BEGIN Records shown

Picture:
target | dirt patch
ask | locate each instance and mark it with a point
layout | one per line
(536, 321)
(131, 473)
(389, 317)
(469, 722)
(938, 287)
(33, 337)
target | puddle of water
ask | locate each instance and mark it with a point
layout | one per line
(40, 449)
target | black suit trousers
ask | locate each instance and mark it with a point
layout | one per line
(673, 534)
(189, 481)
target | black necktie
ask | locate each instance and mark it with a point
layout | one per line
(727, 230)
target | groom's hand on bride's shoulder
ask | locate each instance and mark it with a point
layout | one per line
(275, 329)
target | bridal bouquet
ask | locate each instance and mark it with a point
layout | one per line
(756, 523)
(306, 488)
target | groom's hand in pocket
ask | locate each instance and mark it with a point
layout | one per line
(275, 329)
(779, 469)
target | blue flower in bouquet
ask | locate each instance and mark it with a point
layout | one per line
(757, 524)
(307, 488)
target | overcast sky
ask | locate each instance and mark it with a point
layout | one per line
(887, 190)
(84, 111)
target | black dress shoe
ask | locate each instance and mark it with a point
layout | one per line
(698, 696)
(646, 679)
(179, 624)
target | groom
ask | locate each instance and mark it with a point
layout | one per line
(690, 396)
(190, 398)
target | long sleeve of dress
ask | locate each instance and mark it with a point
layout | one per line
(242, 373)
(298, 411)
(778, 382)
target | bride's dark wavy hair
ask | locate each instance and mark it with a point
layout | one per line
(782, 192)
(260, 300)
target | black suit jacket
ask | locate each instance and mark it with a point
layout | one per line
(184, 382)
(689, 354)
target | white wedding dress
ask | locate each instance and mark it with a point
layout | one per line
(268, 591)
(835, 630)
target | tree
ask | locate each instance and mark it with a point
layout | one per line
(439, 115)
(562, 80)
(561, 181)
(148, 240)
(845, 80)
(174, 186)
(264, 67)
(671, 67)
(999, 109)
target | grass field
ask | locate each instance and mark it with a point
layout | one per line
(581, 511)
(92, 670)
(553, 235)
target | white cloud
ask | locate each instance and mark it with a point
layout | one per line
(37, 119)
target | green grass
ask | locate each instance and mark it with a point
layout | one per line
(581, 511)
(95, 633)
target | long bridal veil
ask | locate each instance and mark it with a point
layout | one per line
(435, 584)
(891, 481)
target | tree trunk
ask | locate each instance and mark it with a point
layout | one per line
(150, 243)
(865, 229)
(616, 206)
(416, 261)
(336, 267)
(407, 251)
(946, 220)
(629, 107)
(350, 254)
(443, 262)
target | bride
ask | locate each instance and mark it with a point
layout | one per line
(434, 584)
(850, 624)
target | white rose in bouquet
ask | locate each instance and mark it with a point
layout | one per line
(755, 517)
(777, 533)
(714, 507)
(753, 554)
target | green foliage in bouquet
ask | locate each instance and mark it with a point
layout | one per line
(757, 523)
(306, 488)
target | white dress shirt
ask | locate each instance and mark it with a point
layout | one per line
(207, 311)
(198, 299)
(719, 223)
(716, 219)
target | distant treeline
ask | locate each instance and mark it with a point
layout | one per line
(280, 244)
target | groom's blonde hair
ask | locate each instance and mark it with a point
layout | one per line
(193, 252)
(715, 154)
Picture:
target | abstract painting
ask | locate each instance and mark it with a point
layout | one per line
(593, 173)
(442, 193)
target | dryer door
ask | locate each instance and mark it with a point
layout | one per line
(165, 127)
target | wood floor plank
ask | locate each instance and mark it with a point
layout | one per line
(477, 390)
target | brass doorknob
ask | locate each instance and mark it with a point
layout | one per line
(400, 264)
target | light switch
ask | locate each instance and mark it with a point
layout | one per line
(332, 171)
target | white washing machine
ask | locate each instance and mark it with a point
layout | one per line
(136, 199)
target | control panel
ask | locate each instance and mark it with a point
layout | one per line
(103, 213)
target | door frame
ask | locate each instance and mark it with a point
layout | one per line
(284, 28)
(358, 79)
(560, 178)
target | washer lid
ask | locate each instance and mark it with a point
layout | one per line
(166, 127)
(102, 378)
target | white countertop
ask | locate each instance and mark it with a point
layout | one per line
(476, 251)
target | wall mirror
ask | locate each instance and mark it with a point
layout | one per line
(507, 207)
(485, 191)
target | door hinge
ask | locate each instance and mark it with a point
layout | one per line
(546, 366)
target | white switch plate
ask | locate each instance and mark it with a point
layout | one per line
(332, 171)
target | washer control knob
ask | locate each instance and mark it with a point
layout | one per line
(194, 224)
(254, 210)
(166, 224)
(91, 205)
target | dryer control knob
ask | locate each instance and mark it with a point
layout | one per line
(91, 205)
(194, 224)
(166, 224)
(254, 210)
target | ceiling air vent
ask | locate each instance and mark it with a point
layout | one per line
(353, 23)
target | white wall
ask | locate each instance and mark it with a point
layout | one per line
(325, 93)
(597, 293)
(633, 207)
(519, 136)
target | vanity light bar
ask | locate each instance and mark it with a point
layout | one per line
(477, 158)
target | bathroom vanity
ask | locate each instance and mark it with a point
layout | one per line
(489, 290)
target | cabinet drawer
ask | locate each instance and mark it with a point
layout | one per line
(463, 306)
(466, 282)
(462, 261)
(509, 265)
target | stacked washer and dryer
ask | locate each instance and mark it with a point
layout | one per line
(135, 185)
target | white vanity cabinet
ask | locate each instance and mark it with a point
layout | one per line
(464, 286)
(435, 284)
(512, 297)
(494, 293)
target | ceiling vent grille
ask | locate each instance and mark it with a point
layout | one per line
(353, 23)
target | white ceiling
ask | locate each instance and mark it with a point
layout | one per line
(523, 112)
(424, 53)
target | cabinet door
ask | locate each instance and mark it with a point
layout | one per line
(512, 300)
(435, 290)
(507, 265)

END Records shown

* **Action item**
Repeat the records above in full, character for character.

* **Answer**
Picture:
target | dirt patch
ask | locate each instance and mark it with a point
layout | one per line
(536, 321)
(131, 473)
(389, 317)
(469, 722)
(938, 287)
(33, 337)
target | puddle of water
ask | locate each instance and mark it with a point
layout | one per line
(40, 449)
target | black suit trousers
ask | locate each instance and mark it with a point
layout | one per line
(673, 534)
(189, 481)
target | black necktie
ask | locate each instance and mark it with a point
layout | one per line
(727, 230)
target | groom's hand on bride's shoulder
ask | locate each instance and mark it with a point
layout | one per line
(275, 329)
target | bridal bouquet
ask | locate each instance and mark it with a point
layout | one per line
(756, 523)
(306, 488)
target | groom's hand in pocket
ask | locate each instance and mark it with a point
layout | one per line
(275, 329)
(779, 469)
target | blue flower in bouquet
ask | locate each instance and mark it with a point
layout | one per line
(757, 524)
(307, 488)
target | overcast sky
ask | locate each instance and mark it with a point
layout | one per line
(887, 190)
(84, 111)
target | black dress shoe
ask | locate each instance and mark it with a point
layout | one per line
(698, 696)
(646, 679)
(179, 624)
target | groom
ask | locate each instance and mark it with a point
layout | one per line
(690, 396)
(190, 398)
target | long sleeve of dress
ask | locate each instance and mark it with a point
layout | one per line
(242, 373)
(298, 411)
(778, 382)
target | bride's dark wavy hair
ask | locate each instance and mark it with a point
layout | one per line
(782, 192)
(260, 300)
target | black suit jacket
ask | locate each instance and mark it with a point
layout | one per line
(184, 382)
(689, 354)
target | white wedding dress
ask | locate each instance and mark it with a point
layout | one per line
(268, 591)
(835, 630)
target | tree
ask | locate each instance and mark it with a point
layout | one per line
(439, 115)
(562, 80)
(561, 181)
(148, 240)
(845, 80)
(174, 186)
(264, 67)
(671, 67)
(999, 109)
target | grass field
ask | locate each instance and mark it with a point
layout | one per line
(581, 511)
(92, 670)
(553, 235)
target | white cloud
ask | locate each instance and mark it with a point
layout | one per line
(37, 119)
target | green grass
ask | locate each instance and mark it with a point
layout | one per line
(581, 511)
(95, 633)
target | long bridal veil
ask | locate each instance and mark it with a point
layout | one per line
(435, 584)
(891, 481)
target | tree trunk
ask | locate each instance and mark it with a point
layout | one per line
(150, 243)
(865, 229)
(616, 206)
(416, 261)
(336, 267)
(407, 251)
(946, 220)
(629, 107)
(350, 254)
(443, 262)
target | bride
ask | locate each instance and mark it with a point
layout | one per line
(434, 584)
(850, 624)
target | white rose in bouquet
ask | locate each instance and mark it with a point
layout | one per line
(755, 517)
(777, 533)
(714, 507)
(753, 554)
target | green foliage in bouquet
ask | locate each instance and mark it with a point
layout | one per line
(757, 523)
(306, 488)
target | white dress shirt
ask | locate each instance and mark it with a point
layout | one per line
(207, 311)
(198, 299)
(719, 223)
(716, 219)
target | distant treeline
ask | locate each instance and mark it with a point
layout | one per line
(280, 244)
target | groom's blonde hair
ask | locate each instance and mark it with a point
layout | one per line
(193, 252)
(715, 154)
Picture:
target | abstract painting
ask | locate each instance and mark it with a point
layout | one per line
(593, 173)
(442, 193)
target | dryer door
ask | locate each instance and mark it with a point
layout | one per line
(165, 127)
target | wood floor plank
ask | locate each instance and mark it with a point
layout | one per line
(477, 390)
target | brass doorknob
ask | locate each instance and mark it with a point
layout | one per line
(400, 264)
target | light switch
ask | locate each instance and mark it with a point
layout | one per line
(332, 171)
target | white washing machine
ask | locate each instance and mark it with a point
layout | one per line
(136, 199)
target | control panel
ask | locate each instance and mark it with a point
layout | one per line
(103, 213)
target | door frame
ask | locate each instance and mark it with a point
layout | one per line
(284, 28)
(358, 79)
(560, 178)
target | washer lid
ask | locate each instance and mark it with a point
layout | one per line
(166, 127)
(102, 378)
target | white countertop
ask | locate each instance and mark it with a point
layout | one per line
(476, 251)
target | wall mirror
ask | locate each instance and mark it with a point
layout | one per line
(507, 207)
(485, 191)
target | door hinge
ask | locate each instance and mark it with a point
layout | one per line
(546, 366)
target | white switch plate
ask | locate each instance and mark it with a point
layout | one per line
(332, 171)
target | washer control knob
ask | locate each instance and mark it with a point
layout | one per line
(194, 224)
(254, 210)
(166, 224)
(91, 205)
target | dryer control knob
ask | locate each instance and mark it with a point
layout | one per line
(91, 205)
(194, 224)
(166, 224)
(254, 210)
target | ceiling air vent
ask | locate each instance and mark it with a point
layout | one per line
(353, 23)
target | white wall
ask | locate each instance and mark it with a point
layout | one per line
(325, 93)
(597, 293)
(633, 207)
(519, 136)
target | vanity light bar
ask | locate each instance and mark it with a point
layout | one per line
(477, 158)
target | bathroom vanity
ask | locate each instance and mark it with a point
layout | one per line
(489, 290)
target | cabinet drawer
ask | locate each instance and mark it with a point
layout | one per line
(463, 306)
(466, 282)
(462, 261)
(509, 265)
target | stacked washer and dryer
ask | locate each instance and mark it with a point
layout | one per line
(135, 185)
target | white vanity cabinet
ask | locate each instance and mark it with a point
layout | one per line
(464, 286)
(435, 284)
(512, 297)
(494, 293)
target | ceiling vent grille
ask | locate each instance and mark it with a point
layout | one per line
(353, 23)
target | white ceiling
ask | locate each instance and mark it with a point
layout | one per line
(523, 112)
(424, 53)
target | cabinet door
ask | locate each instance and mark it with a point
layout | one per line
(512, 300)
(435, 290)
(507, 265)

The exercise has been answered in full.